**** Data for this exercise

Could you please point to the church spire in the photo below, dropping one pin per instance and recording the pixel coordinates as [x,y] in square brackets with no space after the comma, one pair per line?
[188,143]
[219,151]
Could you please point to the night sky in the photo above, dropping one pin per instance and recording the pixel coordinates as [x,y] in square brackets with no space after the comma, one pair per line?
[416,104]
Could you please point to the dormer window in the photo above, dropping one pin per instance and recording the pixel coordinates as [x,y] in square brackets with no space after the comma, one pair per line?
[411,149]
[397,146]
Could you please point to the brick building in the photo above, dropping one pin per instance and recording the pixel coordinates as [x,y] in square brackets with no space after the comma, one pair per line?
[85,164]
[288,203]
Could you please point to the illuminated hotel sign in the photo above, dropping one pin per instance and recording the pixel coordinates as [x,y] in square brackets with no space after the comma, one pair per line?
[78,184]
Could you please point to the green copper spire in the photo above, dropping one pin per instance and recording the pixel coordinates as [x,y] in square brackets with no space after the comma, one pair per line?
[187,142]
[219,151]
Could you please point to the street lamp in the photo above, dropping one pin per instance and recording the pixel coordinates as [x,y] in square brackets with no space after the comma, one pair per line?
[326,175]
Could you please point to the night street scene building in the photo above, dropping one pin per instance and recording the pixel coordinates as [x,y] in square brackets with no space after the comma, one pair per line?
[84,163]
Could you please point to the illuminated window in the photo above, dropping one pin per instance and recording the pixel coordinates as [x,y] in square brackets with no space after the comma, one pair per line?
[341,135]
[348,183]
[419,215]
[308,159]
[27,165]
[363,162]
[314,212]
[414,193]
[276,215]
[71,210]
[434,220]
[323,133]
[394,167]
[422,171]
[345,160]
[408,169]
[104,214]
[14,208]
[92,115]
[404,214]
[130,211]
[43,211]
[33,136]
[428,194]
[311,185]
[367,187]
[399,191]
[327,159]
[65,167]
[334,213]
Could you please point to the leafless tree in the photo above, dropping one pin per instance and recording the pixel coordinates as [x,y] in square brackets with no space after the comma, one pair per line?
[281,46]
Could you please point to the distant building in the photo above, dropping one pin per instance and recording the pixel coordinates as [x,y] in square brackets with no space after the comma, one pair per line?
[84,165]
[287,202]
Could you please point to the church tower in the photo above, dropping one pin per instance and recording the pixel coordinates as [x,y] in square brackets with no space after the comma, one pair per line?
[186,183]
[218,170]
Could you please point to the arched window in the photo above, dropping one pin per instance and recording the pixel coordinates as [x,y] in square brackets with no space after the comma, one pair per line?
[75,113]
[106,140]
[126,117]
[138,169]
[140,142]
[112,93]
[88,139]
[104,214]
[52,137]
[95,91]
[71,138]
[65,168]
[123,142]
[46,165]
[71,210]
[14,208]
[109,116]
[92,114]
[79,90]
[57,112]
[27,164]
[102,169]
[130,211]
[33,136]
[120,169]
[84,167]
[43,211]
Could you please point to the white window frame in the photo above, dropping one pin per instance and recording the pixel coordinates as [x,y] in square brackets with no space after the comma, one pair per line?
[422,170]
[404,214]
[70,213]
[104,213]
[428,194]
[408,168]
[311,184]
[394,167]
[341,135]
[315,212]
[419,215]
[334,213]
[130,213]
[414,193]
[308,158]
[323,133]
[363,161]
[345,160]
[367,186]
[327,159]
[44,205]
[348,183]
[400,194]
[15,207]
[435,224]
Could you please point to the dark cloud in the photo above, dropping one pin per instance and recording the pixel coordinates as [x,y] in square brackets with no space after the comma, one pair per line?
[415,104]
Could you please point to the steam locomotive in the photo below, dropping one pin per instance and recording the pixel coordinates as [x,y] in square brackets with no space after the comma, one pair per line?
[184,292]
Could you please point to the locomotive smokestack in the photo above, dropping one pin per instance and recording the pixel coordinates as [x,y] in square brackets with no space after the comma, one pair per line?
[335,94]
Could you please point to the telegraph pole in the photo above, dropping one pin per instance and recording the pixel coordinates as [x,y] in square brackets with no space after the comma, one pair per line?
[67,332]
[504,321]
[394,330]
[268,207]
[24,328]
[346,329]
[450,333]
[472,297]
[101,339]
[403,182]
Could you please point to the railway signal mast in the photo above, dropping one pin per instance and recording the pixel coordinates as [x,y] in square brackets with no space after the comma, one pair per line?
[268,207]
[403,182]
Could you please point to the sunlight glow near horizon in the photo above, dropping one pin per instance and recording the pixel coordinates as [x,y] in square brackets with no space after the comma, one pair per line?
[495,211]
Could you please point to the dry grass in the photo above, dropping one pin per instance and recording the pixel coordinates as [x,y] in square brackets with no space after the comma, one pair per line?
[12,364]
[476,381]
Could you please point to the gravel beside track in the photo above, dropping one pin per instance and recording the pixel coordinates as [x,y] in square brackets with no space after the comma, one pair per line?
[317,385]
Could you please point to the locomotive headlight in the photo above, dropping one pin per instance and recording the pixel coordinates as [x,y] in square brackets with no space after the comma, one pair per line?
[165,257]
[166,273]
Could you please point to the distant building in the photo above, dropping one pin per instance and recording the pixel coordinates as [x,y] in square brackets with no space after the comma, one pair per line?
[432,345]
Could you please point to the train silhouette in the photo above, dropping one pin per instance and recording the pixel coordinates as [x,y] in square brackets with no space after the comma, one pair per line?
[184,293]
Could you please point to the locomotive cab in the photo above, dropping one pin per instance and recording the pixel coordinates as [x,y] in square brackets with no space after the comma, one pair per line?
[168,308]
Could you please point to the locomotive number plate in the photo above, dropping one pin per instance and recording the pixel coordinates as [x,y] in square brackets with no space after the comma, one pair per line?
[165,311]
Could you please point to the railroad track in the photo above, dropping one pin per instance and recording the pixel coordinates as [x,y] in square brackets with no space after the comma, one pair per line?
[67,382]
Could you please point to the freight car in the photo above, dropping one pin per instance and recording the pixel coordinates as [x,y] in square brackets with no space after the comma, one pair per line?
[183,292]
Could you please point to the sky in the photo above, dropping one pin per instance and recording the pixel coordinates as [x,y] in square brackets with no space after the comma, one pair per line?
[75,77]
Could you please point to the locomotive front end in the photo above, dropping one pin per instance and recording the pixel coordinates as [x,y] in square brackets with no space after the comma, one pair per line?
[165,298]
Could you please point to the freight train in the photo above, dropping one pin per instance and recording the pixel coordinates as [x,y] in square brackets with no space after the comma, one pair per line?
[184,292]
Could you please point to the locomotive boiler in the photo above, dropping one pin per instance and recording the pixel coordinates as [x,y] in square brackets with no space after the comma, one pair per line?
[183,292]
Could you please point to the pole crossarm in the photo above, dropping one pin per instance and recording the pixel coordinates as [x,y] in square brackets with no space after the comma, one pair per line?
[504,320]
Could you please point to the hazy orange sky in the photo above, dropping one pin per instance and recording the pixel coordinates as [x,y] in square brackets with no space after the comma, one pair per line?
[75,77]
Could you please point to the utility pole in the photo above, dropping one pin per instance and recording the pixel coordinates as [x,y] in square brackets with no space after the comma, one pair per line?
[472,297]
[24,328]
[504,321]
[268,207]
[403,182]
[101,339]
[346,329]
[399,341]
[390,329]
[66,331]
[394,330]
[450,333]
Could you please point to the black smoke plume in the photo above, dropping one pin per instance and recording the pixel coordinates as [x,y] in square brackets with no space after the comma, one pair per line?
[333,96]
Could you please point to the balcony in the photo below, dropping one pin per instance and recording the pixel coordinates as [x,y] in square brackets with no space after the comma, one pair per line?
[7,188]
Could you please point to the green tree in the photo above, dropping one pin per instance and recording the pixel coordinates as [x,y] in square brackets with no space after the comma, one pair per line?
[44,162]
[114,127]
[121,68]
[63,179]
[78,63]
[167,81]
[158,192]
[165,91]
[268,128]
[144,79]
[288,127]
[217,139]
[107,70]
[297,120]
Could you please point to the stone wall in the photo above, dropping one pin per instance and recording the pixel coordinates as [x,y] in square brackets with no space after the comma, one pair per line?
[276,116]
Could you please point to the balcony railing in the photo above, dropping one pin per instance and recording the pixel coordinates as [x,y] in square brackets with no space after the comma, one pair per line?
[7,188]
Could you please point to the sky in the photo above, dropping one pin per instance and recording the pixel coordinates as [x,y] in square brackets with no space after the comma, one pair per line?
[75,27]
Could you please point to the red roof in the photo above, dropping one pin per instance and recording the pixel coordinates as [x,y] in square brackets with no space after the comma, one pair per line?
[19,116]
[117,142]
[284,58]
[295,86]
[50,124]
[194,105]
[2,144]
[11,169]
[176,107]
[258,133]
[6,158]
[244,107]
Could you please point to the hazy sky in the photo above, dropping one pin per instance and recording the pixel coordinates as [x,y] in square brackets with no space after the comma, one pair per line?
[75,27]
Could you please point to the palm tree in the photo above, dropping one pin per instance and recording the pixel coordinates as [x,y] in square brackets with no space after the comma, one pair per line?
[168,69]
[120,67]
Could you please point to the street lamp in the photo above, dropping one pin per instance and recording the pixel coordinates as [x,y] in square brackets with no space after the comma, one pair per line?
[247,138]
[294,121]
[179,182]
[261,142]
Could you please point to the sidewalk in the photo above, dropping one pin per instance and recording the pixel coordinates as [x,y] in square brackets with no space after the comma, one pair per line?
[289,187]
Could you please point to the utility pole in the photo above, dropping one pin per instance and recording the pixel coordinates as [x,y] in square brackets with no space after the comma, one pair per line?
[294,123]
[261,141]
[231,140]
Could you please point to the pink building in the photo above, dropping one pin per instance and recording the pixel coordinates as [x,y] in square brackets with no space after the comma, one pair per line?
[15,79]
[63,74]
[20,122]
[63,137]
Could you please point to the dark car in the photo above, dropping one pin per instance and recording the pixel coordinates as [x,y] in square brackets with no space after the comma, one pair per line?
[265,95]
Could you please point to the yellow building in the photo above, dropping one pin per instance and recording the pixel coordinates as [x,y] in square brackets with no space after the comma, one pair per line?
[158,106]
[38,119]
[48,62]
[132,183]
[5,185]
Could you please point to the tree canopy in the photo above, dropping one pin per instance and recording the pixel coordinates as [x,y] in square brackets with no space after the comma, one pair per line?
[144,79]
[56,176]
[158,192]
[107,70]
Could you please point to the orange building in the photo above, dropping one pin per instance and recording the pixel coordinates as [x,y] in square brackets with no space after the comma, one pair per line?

********

§ Direction
Turn the part of the listing above that opens with the line containing "Could you please point to the tree" and runs through the end of the listing into a Markdown table. Use a Number column for the row number and an Entry column for the line, and leave out blank lines.

§ Result of the exercise
| Number | Entry |
|---|---|
| 1 | Could you please point to the tree canopy in the photo above, dropping one pin per instance and recording the pixel coordinates as [x,y] in square brackets with no space after the comma, one pair per line? |
| 2 | [144,79] |
| 3 | [56,176] |
| 4 | [158,192] |
| 5 | [107,70] |
| 6 | Could you please point to the orange building in the photo above, dropping one pin per instance and recording the pixel coordinates as [x,y] in square brackets with no space after the comma, one pair per line? |